=== TASK INSTRUCTIONS ===
Set down exactly, and only, the lines from the one with "leaf on ground." to the final line of the entries, both included.

=== ENTRIES PROVIDED ===
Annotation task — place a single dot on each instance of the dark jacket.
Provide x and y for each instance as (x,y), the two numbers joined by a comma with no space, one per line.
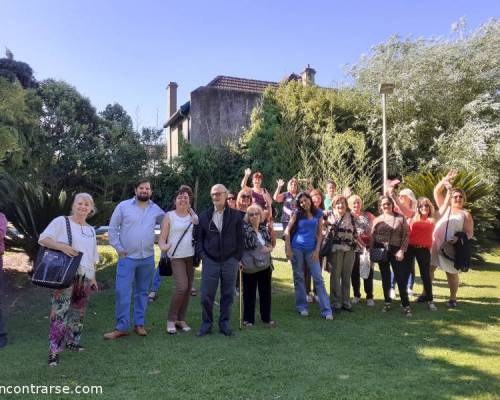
(220,246)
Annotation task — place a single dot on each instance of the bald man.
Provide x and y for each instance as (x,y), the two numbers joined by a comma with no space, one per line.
(220,244)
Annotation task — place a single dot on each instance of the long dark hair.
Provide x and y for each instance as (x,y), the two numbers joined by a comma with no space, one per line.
(301,213)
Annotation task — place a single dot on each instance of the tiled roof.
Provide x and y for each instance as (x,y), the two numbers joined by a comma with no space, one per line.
(242,84)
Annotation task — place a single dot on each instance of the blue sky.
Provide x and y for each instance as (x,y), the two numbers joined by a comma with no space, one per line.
(127,51)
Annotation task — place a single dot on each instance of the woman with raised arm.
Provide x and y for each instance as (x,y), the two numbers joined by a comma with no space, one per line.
(302,243)
(260,195)
(287,198)
(390,231)
(455,221)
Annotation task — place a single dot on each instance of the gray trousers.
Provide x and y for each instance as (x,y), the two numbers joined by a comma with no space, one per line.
(211,273)
(3,333)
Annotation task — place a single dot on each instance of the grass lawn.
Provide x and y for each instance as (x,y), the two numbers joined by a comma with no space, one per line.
(448,354)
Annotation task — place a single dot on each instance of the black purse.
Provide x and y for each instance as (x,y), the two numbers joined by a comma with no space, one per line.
(55,269)
(165,264)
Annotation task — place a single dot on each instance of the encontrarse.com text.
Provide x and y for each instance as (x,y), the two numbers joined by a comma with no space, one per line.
(49,389)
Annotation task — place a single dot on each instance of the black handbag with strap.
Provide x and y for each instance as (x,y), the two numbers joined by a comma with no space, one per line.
(55,269)
(165,263)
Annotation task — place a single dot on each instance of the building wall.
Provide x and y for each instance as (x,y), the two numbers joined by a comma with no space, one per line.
(220,114)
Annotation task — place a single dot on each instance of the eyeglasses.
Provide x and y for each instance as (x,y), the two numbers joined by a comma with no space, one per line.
(90,234)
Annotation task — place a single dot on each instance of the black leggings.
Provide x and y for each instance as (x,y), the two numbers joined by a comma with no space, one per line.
(423,257)
(355,280)
(401,272)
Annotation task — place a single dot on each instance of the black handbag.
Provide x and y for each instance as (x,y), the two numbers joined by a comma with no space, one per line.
(55,269)
(165,264)
(379,254)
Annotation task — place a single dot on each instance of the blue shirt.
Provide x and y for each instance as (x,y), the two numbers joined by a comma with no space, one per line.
(304,237)
(132,228)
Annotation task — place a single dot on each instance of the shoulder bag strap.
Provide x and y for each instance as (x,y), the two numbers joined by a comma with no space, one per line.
(182,237)
(68,231)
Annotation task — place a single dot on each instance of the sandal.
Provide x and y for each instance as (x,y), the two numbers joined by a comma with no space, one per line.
(171,328)
(53,359)
(152,297)
(74,347)
(183,326)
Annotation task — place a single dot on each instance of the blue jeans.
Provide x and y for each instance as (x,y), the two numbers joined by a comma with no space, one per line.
(299,259)
(132,272)
(157,280)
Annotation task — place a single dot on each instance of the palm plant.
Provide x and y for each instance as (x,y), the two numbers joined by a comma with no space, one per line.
(29,209)
(477,192)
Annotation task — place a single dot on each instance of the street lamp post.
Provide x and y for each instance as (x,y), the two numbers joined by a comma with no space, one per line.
(384,89)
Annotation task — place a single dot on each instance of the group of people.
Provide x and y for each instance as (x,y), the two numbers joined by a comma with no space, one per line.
(236,233)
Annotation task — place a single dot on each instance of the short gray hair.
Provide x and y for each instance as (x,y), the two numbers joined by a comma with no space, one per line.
(87,197)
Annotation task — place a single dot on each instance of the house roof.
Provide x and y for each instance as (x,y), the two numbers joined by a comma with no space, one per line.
(241,84)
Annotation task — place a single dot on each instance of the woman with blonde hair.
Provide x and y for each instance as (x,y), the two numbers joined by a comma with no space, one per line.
(363,221)
(68,305)
(257,266)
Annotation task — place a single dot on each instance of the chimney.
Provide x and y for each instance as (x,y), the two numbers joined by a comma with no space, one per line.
(308,76)
(171,99)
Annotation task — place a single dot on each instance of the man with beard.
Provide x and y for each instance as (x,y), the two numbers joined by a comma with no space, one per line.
(220,243)
(132,234)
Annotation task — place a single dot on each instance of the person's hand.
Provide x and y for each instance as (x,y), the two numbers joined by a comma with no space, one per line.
(93,285)
(267,249)
(165,246)
(68,250)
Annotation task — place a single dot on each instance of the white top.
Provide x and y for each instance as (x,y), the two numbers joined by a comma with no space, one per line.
(177,227)
(84,240)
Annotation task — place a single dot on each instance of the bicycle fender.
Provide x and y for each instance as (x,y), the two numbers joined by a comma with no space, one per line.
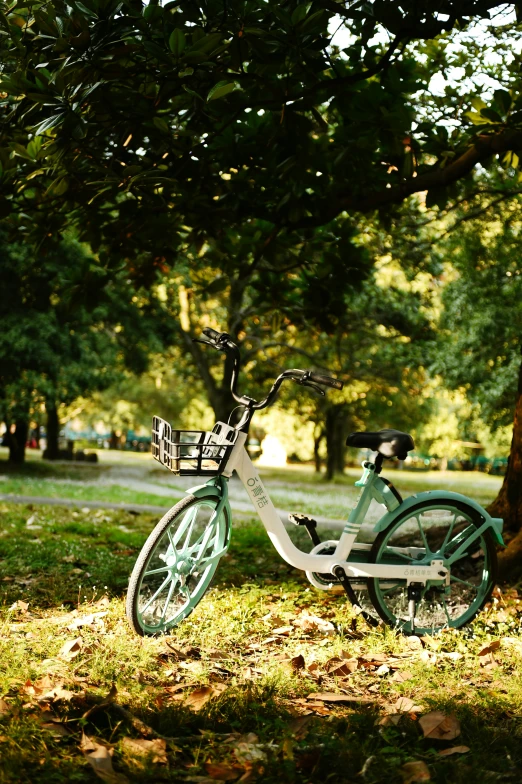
(200,491)
(495,523)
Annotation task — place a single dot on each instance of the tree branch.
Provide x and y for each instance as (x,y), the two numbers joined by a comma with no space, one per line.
(479,152)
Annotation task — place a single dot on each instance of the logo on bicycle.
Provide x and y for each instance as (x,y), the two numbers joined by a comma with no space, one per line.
(257,491)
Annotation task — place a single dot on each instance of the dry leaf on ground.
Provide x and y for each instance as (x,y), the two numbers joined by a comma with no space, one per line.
(312,623)
(216,770)
(454,750)
(339,667)
(328,696)
(405,705)
(199,697)
(414,643)
(248,751)
(157,749)
(100,759)
(493,646)
(437,726)
(297,663)
(400,676)
(415,771)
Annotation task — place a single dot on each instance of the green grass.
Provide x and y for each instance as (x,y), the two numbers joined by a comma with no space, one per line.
(80,491)
(77,563)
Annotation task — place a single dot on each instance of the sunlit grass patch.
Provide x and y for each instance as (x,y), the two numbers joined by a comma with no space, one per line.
(241,688)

=== OUTPUT BELOW ===
Annotation task — place a single dot on each instance of the dry leaf on ground.
Provide x and y for each instance as (x,y), the two numbers joined by a comma with no space, one per line.
(312,623)
(216,770)
(454,750)
(339,667)
(328,696)
(405,705)
(199,697)
(414,643)
(248,751)
(157,749)
(100,759)
(493,646)
(437,726)
(297,663)
(400,676)
(415,771)
Annotation task — place a single dot on each instance of the green grass.
Provide x and y for each instance as (x,y), the two numbers joined by a comma with no space, one per line.
(80,491)
(77,563)
Annotation task — place a single dot on each instance of the sunlit grass patch.
Provide x and y for each instance as (x,y), the two numbers joined by a comma with no space, one per line.
(241,688)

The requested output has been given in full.